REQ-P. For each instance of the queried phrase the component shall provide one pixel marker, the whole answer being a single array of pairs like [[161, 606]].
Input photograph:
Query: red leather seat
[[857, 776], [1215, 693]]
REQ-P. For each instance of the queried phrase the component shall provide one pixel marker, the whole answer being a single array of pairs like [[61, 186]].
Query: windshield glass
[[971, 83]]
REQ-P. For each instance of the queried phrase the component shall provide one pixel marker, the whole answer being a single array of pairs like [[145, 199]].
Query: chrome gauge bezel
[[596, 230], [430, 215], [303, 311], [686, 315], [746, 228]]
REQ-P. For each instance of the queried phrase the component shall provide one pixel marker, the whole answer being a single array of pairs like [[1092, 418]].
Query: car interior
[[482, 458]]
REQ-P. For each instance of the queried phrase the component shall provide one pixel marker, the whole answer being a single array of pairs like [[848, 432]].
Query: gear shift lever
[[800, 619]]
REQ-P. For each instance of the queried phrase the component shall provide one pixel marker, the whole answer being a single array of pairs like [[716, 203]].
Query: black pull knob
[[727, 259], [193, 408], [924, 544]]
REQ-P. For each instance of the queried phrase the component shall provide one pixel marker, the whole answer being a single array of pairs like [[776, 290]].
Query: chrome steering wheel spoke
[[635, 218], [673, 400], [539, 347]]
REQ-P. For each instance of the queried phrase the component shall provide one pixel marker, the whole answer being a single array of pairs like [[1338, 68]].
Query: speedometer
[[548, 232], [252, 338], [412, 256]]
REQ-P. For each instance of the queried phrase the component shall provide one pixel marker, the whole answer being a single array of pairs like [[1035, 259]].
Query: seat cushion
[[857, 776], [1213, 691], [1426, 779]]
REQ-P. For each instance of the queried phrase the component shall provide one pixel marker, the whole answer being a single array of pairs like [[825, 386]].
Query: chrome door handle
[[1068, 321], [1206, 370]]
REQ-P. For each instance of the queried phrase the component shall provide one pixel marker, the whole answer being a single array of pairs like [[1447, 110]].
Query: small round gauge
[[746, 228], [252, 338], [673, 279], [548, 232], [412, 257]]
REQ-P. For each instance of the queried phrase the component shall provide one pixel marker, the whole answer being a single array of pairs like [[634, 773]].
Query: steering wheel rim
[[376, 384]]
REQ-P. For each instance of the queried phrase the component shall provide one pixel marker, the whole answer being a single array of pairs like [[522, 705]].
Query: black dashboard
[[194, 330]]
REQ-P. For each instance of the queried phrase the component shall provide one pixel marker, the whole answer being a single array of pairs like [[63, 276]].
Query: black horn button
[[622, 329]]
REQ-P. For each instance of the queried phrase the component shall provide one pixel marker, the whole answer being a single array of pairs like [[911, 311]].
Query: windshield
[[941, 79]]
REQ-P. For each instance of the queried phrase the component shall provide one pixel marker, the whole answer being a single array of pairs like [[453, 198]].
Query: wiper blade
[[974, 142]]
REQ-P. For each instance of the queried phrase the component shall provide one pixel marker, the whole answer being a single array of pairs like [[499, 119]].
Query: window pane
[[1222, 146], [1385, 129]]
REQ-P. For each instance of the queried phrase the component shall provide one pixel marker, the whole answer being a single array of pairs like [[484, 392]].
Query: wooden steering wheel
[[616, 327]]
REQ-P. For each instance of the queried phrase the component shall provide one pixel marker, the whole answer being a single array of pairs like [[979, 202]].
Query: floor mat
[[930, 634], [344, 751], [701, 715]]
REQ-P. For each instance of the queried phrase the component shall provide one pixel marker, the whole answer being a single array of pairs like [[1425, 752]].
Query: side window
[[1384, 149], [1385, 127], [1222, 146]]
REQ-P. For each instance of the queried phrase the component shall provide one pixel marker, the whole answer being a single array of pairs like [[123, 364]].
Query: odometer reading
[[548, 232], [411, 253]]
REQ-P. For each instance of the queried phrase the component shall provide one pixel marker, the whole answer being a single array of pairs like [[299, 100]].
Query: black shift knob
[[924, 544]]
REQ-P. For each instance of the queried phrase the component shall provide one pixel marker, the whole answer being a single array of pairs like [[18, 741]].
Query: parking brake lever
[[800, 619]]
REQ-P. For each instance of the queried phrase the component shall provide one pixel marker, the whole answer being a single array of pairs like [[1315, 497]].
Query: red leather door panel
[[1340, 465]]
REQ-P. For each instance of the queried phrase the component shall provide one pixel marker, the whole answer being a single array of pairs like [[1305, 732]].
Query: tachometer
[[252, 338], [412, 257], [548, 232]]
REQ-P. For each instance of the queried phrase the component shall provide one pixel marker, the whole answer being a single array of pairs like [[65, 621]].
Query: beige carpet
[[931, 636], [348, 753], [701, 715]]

--

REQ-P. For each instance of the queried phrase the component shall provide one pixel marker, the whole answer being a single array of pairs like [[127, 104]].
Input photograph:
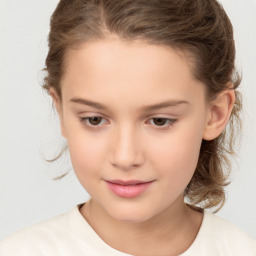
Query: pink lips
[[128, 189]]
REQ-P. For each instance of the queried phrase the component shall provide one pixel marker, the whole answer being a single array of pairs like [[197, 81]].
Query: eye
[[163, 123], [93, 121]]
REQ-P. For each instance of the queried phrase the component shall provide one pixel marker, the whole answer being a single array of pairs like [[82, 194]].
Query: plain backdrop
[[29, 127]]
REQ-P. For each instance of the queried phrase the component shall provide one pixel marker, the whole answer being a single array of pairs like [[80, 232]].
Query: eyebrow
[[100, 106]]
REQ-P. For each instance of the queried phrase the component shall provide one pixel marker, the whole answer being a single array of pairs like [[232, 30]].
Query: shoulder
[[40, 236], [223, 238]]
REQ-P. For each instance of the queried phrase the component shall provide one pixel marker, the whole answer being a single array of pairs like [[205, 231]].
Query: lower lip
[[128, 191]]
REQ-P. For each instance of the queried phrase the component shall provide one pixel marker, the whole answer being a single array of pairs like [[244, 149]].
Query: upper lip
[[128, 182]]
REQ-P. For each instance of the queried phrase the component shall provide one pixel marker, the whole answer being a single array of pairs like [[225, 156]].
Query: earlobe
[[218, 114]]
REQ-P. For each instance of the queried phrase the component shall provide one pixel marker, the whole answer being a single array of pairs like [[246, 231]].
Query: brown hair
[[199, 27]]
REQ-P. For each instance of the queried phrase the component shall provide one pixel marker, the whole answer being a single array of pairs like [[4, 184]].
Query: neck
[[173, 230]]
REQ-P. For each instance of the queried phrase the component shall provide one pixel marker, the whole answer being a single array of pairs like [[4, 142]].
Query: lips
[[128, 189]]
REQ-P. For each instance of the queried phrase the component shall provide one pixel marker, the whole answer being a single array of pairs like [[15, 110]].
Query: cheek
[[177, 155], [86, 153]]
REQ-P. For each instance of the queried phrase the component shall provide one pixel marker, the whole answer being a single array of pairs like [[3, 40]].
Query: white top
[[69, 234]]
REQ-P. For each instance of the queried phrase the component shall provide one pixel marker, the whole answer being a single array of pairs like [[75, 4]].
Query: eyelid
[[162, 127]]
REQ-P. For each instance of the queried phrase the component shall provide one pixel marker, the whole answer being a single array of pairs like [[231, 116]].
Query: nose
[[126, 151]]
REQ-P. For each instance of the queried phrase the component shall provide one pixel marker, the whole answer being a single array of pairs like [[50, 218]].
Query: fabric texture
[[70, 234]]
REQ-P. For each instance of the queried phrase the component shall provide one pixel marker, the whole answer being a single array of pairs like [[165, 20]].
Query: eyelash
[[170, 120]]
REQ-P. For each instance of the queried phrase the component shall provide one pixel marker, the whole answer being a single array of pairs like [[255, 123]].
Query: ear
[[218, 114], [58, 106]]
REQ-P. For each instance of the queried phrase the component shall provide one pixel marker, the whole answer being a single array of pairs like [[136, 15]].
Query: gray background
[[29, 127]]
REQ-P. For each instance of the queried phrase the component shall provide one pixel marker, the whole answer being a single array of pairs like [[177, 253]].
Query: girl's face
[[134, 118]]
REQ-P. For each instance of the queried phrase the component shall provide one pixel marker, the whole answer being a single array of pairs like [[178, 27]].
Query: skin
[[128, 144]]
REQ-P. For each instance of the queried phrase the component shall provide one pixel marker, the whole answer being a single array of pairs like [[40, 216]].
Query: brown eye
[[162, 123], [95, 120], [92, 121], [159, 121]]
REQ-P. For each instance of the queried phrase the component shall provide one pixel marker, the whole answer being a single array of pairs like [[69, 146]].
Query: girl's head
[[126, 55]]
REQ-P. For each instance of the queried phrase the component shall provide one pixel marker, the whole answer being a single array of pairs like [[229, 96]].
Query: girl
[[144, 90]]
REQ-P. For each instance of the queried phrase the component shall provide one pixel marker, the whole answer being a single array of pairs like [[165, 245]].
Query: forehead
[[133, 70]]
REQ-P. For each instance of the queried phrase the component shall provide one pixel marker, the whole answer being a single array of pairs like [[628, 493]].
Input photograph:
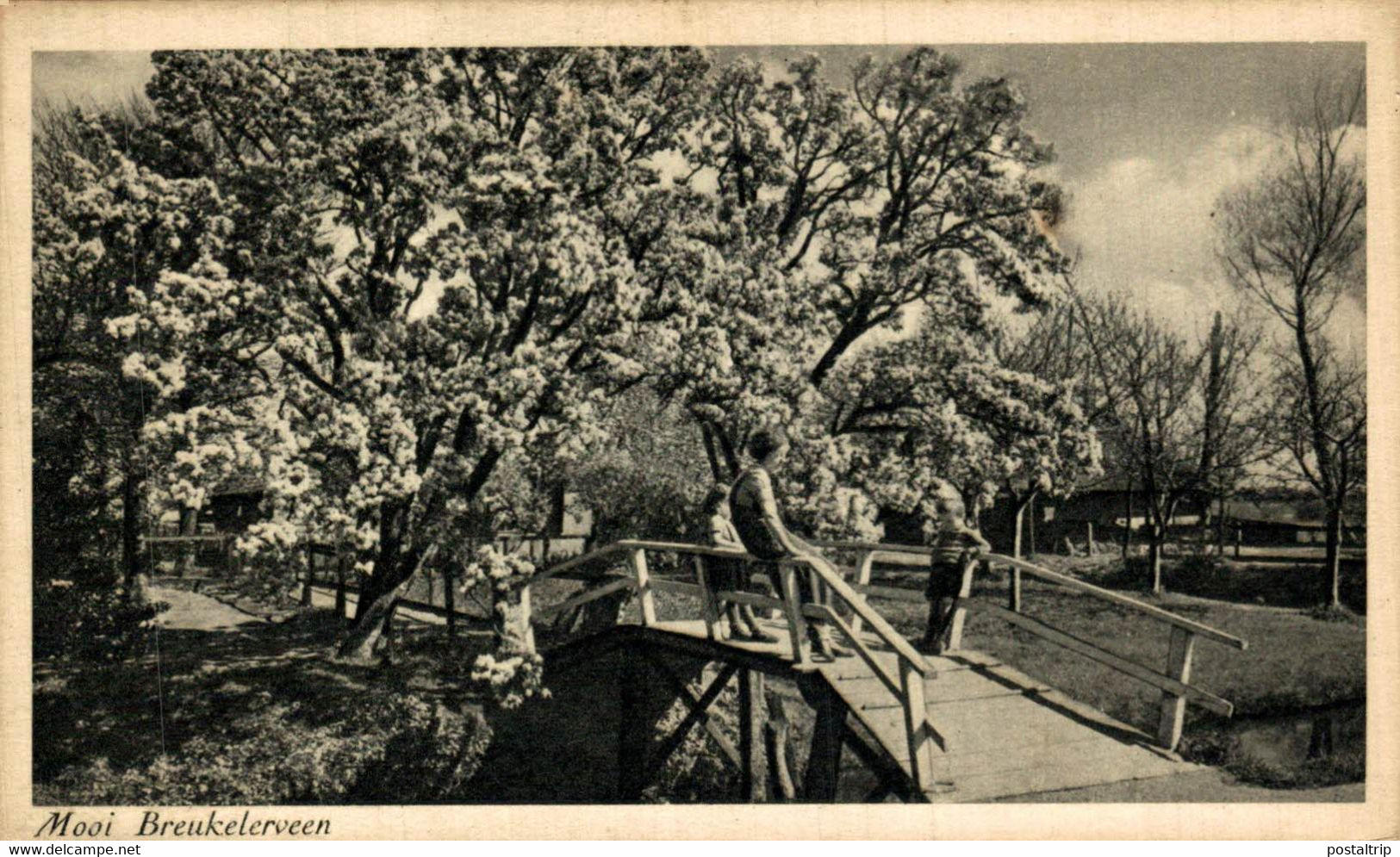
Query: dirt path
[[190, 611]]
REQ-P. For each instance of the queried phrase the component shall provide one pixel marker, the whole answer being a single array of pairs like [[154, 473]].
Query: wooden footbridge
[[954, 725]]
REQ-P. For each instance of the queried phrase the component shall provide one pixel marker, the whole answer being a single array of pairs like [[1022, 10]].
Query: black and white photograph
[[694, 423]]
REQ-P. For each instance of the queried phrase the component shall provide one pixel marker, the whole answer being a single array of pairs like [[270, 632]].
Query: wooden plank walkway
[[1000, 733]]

---

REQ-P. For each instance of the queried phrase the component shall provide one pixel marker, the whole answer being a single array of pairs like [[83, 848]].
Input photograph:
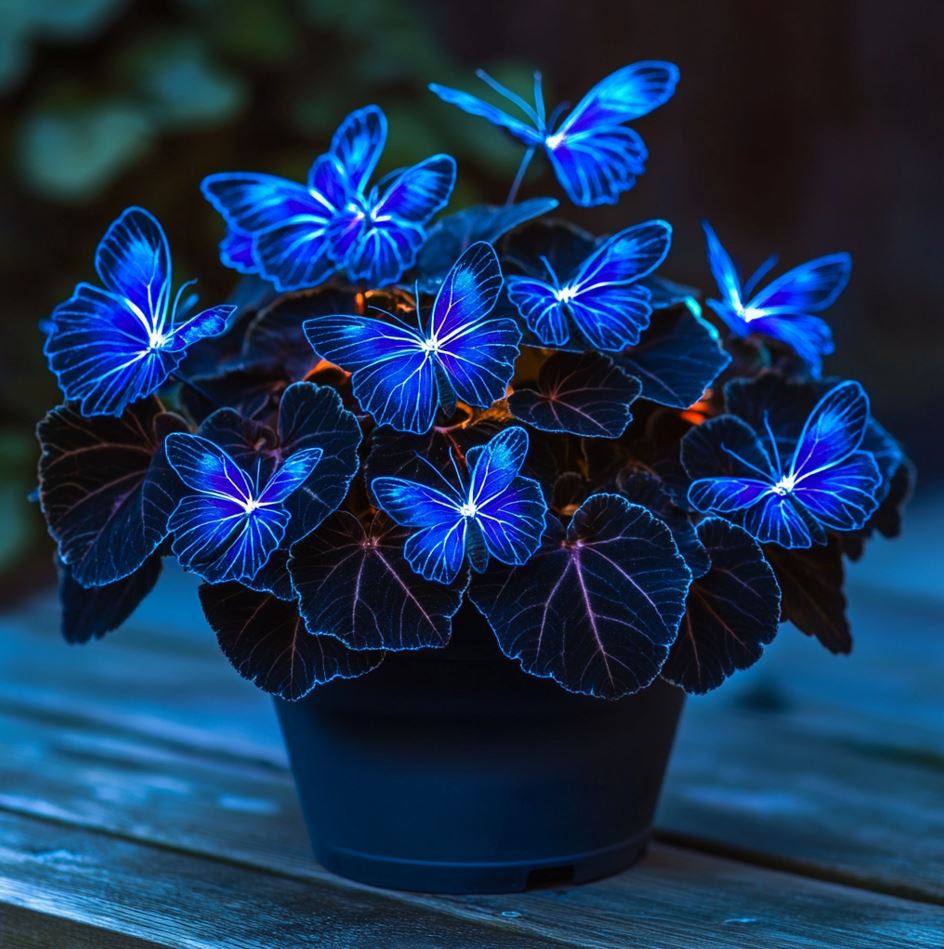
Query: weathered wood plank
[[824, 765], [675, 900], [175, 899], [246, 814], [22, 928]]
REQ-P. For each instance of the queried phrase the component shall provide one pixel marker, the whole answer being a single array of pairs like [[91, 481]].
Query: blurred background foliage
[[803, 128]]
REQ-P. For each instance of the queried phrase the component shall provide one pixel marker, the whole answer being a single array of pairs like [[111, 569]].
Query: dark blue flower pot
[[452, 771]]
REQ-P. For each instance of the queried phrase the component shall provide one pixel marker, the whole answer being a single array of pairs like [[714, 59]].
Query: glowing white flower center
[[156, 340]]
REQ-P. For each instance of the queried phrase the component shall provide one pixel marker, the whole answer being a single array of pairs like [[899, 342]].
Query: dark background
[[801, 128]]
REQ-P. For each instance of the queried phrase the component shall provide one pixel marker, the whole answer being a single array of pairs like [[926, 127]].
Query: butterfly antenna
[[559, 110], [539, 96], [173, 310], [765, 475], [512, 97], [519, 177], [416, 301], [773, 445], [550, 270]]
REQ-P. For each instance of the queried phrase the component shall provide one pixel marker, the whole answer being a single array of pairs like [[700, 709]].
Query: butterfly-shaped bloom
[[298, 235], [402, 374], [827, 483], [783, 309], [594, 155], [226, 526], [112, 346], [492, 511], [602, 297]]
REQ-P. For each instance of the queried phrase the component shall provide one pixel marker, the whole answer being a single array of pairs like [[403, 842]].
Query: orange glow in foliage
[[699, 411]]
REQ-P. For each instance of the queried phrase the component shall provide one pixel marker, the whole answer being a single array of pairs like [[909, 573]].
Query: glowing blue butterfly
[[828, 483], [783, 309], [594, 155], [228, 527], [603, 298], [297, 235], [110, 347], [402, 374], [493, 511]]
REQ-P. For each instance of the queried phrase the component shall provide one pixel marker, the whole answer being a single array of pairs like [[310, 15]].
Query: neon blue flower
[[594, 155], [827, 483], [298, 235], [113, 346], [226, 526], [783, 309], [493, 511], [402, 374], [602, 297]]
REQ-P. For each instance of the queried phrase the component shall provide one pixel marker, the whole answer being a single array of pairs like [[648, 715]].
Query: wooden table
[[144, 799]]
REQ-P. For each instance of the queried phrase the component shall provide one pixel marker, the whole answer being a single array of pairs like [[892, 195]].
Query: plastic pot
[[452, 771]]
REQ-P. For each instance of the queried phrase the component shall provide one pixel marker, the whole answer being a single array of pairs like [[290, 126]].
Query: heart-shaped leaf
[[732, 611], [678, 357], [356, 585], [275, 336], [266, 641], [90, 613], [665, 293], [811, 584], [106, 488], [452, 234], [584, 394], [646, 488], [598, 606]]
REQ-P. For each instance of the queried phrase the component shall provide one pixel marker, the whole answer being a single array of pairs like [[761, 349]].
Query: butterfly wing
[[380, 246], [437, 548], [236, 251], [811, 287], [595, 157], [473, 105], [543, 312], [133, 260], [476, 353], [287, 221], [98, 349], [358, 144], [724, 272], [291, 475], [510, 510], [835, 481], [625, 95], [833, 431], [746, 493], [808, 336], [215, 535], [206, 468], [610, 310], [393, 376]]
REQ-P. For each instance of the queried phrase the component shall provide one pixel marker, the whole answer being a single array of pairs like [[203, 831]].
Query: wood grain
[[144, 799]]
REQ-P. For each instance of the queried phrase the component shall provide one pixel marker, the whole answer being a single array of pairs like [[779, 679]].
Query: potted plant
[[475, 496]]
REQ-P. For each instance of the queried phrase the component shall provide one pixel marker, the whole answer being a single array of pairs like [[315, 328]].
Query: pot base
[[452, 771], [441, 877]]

● WORK TO BE COMPLETED
Among the entries above, copy exactly only the lines starting with the one containing "like [[165, 245]]." and going through the one containing "like [[628, 493]].", both ends included.

● RESPONSE TO THE TASK
REQ-P. For each instance of the queried phrase the component shall provide one pixel marker, the whole answer being a single array of pairs like [[165, 245]].
Query: forehead
[[133, 70]]
REQ-P. For each instance of the queried phrase the component shall provide one pixel marker, the whole answer being a single array of pairs like [[628, 493]].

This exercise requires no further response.